* [Problem set]:
1) In the vehicle research article, how much would the bill authorize for the Energy Department over five years?
2) Please rewrite the stretch from "It represents the" through "fuel economy requirements." in the vehicle research article, changing "Chrysler" to "Nissan".
3) List every technology that the vehicle research article names as a research subject for the government to work on with companies and universities.
====== Text passage ======
Targeting more funding for the auto industry, the House is considering an expansion into government-led research of fuel-efficient vehicle technology and making research dollars more available to auto parts suppliers.
The House was expected to vote Wednesday on a bill that could allow the Energy Department to spend up to $550 million a year to conduct advanced technology vehicle and component part research and development. Aides said it could lead Congress to increase funding for vehicle research later this year by about $200 million annually.
It represents the latest move by Congress and the Obama administration to aid the auto industry. The White House stepped in with billions of dollars to rescue General Motors and Chrysler and lead the companies through bankruptcy last summer and Congress approved $25 billion last year to help the industry retool assembly plants to meet tougher fuel economy standards.
Administration officials on Tuesday released plans to raise the gas mileage standards to 35.5 miles per gallon by 2016 and link greenhouse gas emissions and fuel economy requirements.
Rep. Gary Peters, D-Mich., the bill's sponsor, said his home region has "many companies in prime position to lead the world in the development of these exciting new products. The Big Three have undergone immense restructuring, now they must focus on new product development and this investment will go a long way toward that end."
The bill would authorize $2.9 billion to the Energy Department to boost the research over five years. It would push the government to team up with companies and universities to conduct research on technologies such as batteries for hybrid vehicles, electric cars, hydrogen fuel cells and infrastructure for the electric grid.
Congress is expected to provide funding to pay for the program at a later date.
The legislation would also create a research program for advanced technologies for medium- to heavy-duty commercial trucks and transit vehicles while specifying that the government should partner with a diverse group of companies, non-governmental organizations and academic groups, including those which have not previously worked on government-sponsored research and development.
The Energy Department in June announced it would lend $5.9 billion to Ford Motor Co. and about $2.1 billion to Nissan Motor Co. and Tesla Motors Inc. to upgrade facilities to build fuel-efficient vehicles. Battery manufacturers were awarded $2.4 billion in federal grants in August to develop electric vehicles and batteries. Other auto suppliers have been seeking similar partnerships with the government.
Bob McKenna, president and CEO of the Motor & Equipment Manufacturers Association, wrote in a letter to lawmakers on Monday that the legislation "will allow motor vehicle suppliers to make the highly efficient components and technologies that will be necessary for future cutting-edge vehicles."
====== Raw data ======
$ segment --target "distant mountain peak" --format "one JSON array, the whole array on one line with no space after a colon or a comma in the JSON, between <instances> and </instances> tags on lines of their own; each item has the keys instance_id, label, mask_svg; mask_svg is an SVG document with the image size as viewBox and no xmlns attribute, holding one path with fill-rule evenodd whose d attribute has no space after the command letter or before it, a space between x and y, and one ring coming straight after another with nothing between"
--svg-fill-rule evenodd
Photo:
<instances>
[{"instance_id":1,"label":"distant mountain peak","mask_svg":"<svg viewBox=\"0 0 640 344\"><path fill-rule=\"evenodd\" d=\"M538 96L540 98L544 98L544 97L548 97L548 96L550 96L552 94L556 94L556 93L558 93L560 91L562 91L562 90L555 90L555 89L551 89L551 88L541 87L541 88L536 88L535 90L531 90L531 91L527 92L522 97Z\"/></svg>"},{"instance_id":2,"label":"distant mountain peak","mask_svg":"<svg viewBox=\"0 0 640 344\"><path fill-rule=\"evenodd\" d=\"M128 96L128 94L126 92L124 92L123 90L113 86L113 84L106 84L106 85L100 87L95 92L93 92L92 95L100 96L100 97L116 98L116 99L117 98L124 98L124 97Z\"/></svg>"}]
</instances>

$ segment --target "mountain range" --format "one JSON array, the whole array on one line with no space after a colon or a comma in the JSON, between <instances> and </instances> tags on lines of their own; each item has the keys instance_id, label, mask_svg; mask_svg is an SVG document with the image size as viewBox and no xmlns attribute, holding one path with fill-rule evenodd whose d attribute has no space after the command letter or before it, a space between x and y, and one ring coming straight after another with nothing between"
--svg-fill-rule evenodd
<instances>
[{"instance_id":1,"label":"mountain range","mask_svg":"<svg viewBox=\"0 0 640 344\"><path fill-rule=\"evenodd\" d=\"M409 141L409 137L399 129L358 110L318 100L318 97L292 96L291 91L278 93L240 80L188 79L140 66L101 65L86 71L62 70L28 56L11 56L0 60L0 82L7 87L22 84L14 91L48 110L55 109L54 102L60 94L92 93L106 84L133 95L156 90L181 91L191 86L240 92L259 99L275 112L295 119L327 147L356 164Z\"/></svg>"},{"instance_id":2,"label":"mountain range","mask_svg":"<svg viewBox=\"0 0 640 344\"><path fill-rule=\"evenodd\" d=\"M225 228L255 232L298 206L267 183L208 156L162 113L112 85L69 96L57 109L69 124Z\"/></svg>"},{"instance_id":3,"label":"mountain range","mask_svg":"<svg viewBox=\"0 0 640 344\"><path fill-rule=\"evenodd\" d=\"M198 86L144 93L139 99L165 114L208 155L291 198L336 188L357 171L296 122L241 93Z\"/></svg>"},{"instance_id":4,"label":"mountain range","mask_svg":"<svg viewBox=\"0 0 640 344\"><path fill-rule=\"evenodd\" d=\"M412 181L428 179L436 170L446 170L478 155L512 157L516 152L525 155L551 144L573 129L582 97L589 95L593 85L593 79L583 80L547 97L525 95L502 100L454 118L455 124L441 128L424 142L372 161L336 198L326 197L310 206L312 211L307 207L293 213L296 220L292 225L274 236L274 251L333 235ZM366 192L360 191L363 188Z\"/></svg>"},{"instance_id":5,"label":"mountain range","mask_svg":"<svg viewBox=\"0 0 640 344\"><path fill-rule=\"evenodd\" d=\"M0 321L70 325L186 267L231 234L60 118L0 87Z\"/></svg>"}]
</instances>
======
* [Responses by task]:
1) $2.9 billion

2)
It represents the latest move by Congress and the Obama administration to aid the auto industry. The White House stepped in with billions of dollars to rescue General Motors and Nissan and lead the companies through bankruptcy last summer and Congress approved $25 billion last year to help the industry retool assembly plants to meet tougher fuel economy standards.
Administration officials on Tuesday released plans to raise the gas mileage standards to 35.5 miles per gallon by 2016 and link greenhouse gas emissions and fuel economy requirements.

3)
- batteries for hybrid vehicles
- electric cars
- hydrogen fuel cells
- infrastructure for the electric grid